» TASKS TO CARRY OUT:
**1)** Do these statements agree with the text on affective lability and emotional dysregulation? (a) In bipolar disorder, affective lability is treated with a mood stabilizer. (b) Sleep disturbance is one of the diagnostic criteria for ADHD. (c) The literature supports using ADHD medications for mood control in bipolar disorder. Answer yes or no for each, quoting the words of the text that decide it.
**2)** Write the next part of the text on affective lability and emotional dysregulation, starting after its final sentence.

Affective lability is a term used in mood disorders where as emotional dysregulation is described in attention deficit hyperactivity disorder. At first glance these two terms might appear to make categorical distinctions yet the clinical presentation is often much more confusing. Richard-Lepouriel and colleagues (2016) wrote in their paper on the similarities of affective lability and emotional dysregulation that emotional dysregulation (term to describe both) can be “defined by excessive expression and experience of emotions with rapid and poorly controlled shift and emotions and abnormal allocation of attention to emotional stimuli.” Yet how can such a descriptive definition be clinically operationalized?
If we look at the DSM diagnostic criteria, there are multiple symptoms that overlap Bipolar Disorder-hypomania/mania and ADHD. In the DSM-IV, Bipolar Disorder/ADHD respective symptoms were more talkative than usual/talks excessively, distractibility/easily distracted, increased activity or physical restlessness/fidgets and restless, loss of normal social inhibitions/interrupts and butts in uninvited. In DSM 5, the symptom overlap continues with hypomanic/manic symptoms of increased talkativeness, racing thoughts, distractibility, psychomotor agitation, increase risky behavior compared to ADHD symptoms of talks too much in social situations, difficulty maintaining attention and distractible, fidgety and restless. And while not diagnostic criteria for ADHD, impulsive risky-taking behavior and sleep disturbance both overlap with Bipolar Disorder. In addition, both disorders require social/occupational distress or impairment be present.
While symptoms are descriptive, the etiology is unaddressed. Is this is a dysfunction with the accelerator (the rapidity of emotional intensity) or the lack of brakes (leading to impulsive expression)? The distinction can have neuropharmacologic implications. For example, the prescription for affective lability in bipolar disorder is a mood stabilizer, while emotional dysregulation in ADHD seems to respond to stimulants and atomoxetine. In contrast, no literature supports the use of ADHD medications for mood control in bipolar disorder and ADHD medications are discouraged in bipolar patients.

» RECORD EXTRACTS:
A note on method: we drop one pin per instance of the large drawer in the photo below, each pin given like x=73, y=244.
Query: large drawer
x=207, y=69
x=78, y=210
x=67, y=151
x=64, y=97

» RESPONSES TO THE TASKS:
**1)**
(a) Yes: "the prescription for affective lability in bipolar disorder is a mood stabilizer"
(b) No: "while not diagnostic criteria for ADHD, impulsive risky-taking behavior and sleep disturbance both overlap with Bipolar Disorder"
(c) No: "no literature supports the use of ADHD medications for mood control in bipolar disorder"

**2)**
Do we learn anything from the pharmacologic action of respective disease appropriate medications? Not really. If we apply the concept of “dysfunctional accelerator”, mood stabilizers as lithium, lamotrigine, carbarmazepine, valproate, and atypical neuroleptics have different pharmacologic action, although the epileptic medications have the commonality of anti-seizure effect. At one time, it was thought that the anti-seizure characteristic was an explanation for the mood stabilization. However, the hypothesis of kindling has not proven to be a credible explanation for bipolar disorder after decades of research. Mood stabilizer heterogeneity may be in contrast to stimulant medications all of which have the commonality of increasing cerebral dopamine levels. Considering the “lack of brakes” concept, one might presume that elevations in dopamine levels mitigate emotional dysregulation by “applying the brakes” to impulsive emotional expression. And yet, while atomoxetine and alpha agents have downstream effects on dopamine that presumably explains their efficacy, their benefit on emotional regulation may result from the direct effect on noradenline or a neural system not yet identified.
I submit that affective lability and emotional dysregulation represents a conceptual difference without a clinical distinction. As a result, the use of symptom checklists at a single point in time is likely to render a compromised diagnosis. The response to medication is unlikely to provide any greater accuracy in diagnosis. What have been missing from DSM criteria have been the age of onset, longitudinal course of symptoms, and the presence of the symptoms/disorder in first-degree relatives. These three historical factors will increase the specificity of the diagnosis.
While there will be much debate over “who owns” emotional dysfunction, the mood disorder camp or the ADHD camp, the clinical use of emotional expression as a predominant determinant of the disorder will lead us astray.
David W. Goodman, M.D.
Richard-Lepouriel H, et al. Similarities between emotional dysregulation in adults suffering from ADHD and bipolar patients. J Affect Dis. 2016. 198:230-236.
Bender RE, et al. Life stress and kindling in bipolar disorder: review of the evidence and integration with emerging biopsychosocial theories. Clin. Psychol. Rev. 2011. 31: 383–398.